→ **What is required**
Find every line in the data below that contains the word "cockpit", and copy each of those lines.

→ **Extracted material**

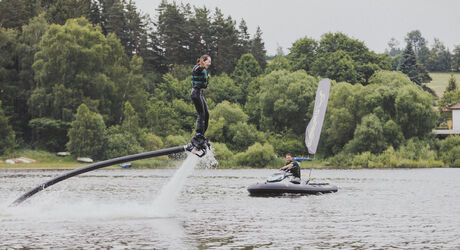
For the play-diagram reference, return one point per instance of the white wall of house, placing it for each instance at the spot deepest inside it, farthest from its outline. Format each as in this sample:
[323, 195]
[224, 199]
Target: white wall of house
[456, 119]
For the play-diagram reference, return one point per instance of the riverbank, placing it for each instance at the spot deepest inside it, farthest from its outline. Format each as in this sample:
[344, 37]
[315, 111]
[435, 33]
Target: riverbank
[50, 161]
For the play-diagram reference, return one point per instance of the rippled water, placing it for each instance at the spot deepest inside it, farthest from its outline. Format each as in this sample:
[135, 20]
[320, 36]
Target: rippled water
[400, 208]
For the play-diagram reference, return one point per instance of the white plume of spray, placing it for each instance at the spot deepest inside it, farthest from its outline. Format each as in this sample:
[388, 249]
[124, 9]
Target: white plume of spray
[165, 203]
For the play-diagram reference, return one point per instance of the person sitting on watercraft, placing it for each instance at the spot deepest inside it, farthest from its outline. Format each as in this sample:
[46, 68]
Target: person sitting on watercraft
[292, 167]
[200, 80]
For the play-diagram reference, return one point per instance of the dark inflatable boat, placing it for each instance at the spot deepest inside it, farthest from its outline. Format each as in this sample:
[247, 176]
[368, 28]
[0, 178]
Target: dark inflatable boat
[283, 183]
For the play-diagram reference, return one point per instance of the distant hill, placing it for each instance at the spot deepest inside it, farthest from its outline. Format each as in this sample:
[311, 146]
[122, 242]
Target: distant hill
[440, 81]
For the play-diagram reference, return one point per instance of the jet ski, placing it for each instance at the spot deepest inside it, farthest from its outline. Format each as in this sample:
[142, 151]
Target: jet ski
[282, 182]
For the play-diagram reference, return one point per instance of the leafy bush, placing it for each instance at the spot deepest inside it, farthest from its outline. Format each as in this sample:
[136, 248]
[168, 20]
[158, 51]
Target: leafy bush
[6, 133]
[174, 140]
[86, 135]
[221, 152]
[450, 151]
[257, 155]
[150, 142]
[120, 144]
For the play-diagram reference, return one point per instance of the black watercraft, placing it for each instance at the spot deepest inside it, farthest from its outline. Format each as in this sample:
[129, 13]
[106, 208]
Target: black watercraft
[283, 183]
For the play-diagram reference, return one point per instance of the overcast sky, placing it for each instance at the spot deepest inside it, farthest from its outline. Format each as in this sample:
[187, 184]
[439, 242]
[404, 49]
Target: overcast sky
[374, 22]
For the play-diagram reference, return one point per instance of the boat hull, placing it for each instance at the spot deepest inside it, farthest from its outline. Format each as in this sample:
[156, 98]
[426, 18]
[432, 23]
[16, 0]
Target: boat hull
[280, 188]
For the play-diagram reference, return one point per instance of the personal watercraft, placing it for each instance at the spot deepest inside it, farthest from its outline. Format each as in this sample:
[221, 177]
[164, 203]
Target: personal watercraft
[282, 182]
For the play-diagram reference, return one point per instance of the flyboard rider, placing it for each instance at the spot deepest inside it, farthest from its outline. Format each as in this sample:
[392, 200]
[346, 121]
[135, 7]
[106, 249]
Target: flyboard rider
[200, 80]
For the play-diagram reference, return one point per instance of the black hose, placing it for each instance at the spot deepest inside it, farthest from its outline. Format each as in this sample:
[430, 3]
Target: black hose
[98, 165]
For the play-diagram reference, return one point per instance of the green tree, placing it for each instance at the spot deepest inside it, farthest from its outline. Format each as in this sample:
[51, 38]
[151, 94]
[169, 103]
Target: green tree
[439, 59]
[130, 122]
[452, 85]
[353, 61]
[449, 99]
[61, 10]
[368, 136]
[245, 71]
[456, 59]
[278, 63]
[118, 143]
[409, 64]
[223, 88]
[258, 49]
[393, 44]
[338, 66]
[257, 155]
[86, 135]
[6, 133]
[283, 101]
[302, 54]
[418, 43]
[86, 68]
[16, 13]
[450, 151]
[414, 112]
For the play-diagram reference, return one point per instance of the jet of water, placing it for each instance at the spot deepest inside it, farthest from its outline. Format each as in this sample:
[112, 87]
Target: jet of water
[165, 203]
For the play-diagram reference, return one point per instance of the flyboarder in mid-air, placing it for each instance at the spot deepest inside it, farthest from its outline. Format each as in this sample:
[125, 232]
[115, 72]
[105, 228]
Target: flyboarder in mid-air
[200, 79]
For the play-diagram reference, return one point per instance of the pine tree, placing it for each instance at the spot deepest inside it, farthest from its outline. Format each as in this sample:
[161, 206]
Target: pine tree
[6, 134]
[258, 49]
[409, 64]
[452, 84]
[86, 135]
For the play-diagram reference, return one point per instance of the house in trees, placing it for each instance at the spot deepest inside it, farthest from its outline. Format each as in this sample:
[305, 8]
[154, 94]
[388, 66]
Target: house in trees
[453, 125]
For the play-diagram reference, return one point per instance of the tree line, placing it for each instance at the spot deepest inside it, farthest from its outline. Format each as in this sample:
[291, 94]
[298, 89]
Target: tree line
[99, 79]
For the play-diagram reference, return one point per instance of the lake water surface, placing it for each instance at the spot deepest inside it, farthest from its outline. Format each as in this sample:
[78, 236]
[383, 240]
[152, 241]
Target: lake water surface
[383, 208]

--

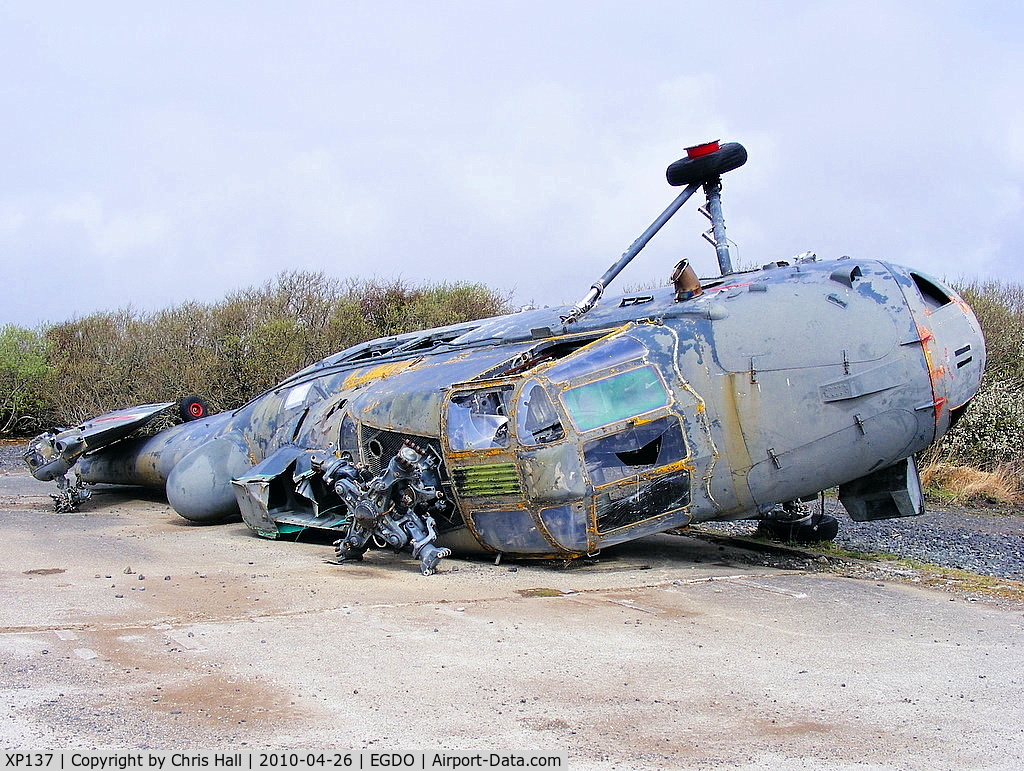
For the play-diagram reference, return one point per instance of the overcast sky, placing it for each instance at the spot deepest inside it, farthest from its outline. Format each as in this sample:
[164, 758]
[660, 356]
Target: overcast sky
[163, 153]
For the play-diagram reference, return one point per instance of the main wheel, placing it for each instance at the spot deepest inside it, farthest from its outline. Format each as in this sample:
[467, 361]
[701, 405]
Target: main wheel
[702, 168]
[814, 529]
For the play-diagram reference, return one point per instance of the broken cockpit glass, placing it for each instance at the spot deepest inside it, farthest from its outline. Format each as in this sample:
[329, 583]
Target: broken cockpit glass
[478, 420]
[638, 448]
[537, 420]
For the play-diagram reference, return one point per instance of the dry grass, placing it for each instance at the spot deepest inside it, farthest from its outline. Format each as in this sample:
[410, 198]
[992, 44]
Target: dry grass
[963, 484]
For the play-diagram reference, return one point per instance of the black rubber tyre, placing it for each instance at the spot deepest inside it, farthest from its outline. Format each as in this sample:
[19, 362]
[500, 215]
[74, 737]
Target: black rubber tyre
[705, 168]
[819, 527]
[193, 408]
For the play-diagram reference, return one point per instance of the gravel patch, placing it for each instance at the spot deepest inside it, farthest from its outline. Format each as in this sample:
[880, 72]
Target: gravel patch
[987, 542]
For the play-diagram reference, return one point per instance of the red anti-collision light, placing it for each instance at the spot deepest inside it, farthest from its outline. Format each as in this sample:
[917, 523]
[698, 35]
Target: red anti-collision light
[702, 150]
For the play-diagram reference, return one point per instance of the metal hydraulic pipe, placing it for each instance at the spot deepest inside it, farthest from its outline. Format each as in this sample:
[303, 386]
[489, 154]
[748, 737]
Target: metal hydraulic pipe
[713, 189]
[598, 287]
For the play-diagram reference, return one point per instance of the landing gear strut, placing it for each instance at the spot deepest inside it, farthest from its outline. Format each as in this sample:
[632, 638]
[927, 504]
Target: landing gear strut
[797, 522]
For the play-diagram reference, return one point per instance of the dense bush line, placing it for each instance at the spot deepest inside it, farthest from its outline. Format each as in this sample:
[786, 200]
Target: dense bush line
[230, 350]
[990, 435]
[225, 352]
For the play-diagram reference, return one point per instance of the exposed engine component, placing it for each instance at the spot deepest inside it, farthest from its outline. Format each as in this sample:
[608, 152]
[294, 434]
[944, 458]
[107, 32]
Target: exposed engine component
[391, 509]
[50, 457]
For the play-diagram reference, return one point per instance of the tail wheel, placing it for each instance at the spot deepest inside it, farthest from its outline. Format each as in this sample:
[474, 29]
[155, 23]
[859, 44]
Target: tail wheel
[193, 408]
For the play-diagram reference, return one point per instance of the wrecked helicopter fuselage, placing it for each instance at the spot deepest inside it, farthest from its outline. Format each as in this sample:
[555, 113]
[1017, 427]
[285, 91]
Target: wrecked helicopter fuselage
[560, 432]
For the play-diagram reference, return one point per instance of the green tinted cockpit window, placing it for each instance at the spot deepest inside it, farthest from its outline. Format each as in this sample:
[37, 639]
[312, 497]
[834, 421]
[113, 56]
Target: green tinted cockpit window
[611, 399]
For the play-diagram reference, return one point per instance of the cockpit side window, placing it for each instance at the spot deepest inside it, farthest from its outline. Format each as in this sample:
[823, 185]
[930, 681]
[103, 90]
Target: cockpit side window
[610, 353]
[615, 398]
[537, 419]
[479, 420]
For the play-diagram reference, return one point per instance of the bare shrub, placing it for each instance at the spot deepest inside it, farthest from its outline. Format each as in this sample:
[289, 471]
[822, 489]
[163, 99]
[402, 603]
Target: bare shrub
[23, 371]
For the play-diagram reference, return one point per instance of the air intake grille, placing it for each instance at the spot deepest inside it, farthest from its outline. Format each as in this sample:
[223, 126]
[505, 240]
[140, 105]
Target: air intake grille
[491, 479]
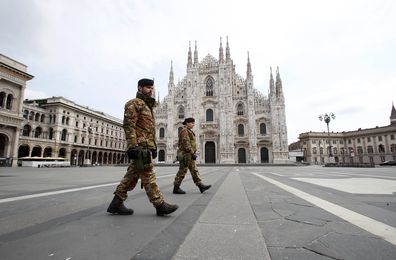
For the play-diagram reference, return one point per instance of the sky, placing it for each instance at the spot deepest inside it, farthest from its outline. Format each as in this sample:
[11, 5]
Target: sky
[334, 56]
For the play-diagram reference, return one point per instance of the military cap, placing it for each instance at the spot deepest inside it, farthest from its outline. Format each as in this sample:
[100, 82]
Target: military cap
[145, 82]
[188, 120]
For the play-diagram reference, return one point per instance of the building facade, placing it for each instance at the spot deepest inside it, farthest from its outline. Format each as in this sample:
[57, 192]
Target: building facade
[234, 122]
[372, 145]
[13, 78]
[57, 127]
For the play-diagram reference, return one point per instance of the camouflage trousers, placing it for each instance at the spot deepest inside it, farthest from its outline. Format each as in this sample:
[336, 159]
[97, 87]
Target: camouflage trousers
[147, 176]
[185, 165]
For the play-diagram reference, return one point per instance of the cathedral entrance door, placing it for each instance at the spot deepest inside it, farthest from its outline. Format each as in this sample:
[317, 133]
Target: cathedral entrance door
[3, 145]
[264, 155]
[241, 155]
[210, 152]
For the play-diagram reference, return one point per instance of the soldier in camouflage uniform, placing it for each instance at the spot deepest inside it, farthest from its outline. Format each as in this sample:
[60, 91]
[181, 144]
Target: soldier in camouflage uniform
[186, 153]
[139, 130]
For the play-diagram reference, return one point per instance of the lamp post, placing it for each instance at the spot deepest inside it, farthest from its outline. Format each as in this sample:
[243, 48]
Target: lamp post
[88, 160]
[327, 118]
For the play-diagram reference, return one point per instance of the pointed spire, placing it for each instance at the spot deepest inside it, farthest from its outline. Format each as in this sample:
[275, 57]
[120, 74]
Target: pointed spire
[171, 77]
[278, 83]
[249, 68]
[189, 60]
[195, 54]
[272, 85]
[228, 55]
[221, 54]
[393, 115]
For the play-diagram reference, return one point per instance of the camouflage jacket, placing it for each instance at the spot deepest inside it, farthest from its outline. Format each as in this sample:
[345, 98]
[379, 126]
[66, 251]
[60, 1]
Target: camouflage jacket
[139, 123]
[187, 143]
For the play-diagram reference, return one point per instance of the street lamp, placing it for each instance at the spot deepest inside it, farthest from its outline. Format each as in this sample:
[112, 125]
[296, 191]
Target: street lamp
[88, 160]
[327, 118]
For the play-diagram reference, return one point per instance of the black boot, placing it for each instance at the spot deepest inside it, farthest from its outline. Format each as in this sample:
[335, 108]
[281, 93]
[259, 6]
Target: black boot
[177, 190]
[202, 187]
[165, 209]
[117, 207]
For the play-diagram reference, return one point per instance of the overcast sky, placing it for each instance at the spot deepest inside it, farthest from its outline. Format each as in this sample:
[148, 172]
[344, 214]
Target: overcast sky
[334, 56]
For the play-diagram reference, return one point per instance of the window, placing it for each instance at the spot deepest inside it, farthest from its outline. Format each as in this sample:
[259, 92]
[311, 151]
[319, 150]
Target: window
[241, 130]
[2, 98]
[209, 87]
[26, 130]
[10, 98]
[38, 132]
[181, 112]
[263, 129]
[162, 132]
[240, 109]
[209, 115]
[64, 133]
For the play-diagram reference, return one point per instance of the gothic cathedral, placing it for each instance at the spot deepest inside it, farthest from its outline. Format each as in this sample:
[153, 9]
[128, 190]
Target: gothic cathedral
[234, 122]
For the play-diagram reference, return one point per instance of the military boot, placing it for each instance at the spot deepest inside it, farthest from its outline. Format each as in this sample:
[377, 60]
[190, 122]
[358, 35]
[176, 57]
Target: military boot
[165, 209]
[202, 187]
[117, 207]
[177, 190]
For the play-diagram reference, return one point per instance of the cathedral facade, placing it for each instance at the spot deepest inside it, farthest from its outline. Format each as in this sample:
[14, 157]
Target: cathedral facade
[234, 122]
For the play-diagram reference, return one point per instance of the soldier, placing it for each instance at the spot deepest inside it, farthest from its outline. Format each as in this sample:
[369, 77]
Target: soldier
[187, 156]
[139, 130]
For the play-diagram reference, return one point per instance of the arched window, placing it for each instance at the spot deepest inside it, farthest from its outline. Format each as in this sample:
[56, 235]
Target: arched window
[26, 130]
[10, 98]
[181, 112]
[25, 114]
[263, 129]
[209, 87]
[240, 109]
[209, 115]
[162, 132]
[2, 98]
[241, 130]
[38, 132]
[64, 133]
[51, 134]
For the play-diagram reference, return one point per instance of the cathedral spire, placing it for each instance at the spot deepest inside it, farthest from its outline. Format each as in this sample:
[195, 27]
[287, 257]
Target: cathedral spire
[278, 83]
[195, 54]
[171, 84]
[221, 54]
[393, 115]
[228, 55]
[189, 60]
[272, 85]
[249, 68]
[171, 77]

--

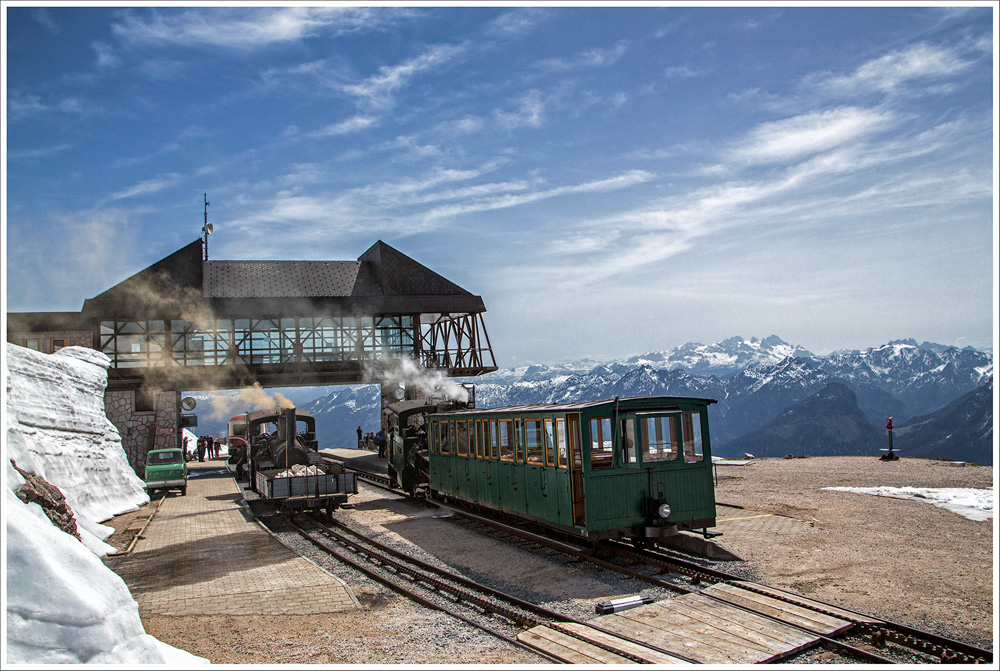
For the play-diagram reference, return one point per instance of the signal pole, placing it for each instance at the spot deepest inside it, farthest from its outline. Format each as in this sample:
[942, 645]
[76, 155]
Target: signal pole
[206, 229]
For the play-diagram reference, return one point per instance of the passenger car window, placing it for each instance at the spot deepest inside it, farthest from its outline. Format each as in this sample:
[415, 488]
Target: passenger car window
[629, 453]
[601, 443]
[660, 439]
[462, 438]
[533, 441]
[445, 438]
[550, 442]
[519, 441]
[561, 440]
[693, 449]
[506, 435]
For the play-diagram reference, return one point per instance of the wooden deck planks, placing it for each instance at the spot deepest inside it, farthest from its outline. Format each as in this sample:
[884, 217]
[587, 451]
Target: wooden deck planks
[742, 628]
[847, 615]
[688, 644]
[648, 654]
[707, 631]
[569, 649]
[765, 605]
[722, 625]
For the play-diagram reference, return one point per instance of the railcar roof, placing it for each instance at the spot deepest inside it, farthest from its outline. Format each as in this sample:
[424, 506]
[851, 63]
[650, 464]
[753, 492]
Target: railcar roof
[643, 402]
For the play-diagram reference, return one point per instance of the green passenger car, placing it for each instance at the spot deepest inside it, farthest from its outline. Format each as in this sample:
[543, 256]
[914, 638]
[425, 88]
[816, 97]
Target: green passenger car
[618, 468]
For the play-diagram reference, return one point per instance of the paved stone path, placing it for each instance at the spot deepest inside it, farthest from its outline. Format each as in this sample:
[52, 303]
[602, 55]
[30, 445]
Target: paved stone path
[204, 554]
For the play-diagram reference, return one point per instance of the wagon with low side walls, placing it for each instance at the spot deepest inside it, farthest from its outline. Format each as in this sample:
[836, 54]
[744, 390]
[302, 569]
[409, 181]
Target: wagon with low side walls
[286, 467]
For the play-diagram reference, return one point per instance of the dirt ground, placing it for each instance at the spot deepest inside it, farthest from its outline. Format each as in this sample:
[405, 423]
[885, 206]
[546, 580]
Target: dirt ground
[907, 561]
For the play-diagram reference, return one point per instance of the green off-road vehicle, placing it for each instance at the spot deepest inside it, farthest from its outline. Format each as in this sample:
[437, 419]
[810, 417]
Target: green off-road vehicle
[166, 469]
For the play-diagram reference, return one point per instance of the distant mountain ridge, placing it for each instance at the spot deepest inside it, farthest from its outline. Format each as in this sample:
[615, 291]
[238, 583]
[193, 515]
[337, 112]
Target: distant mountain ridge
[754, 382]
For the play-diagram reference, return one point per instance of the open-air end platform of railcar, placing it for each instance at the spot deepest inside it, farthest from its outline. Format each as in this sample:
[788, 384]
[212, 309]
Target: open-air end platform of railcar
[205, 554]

→ **Result of the task**
For the play-diagram reference, return one point per instance of the broken cockpit glass, placing it for each instance at the spot deepest inside it, farthest from its outline. Format each as in this sample:
Target: broken cockpit glass
For the play-diagram reference, return one point per instance of the green tinted cockpit window, placing it for each instance at the spot deepest inside it, farthest from its outline. Format each as in this sample:
Target: green tinted cockpit window
For the play-diagram reference, return one point per instance of the cockpit side window, placing it for each instance at the spot deepest inside it, farthest from its outline. Format each as in this sample:
Target: cockpit side window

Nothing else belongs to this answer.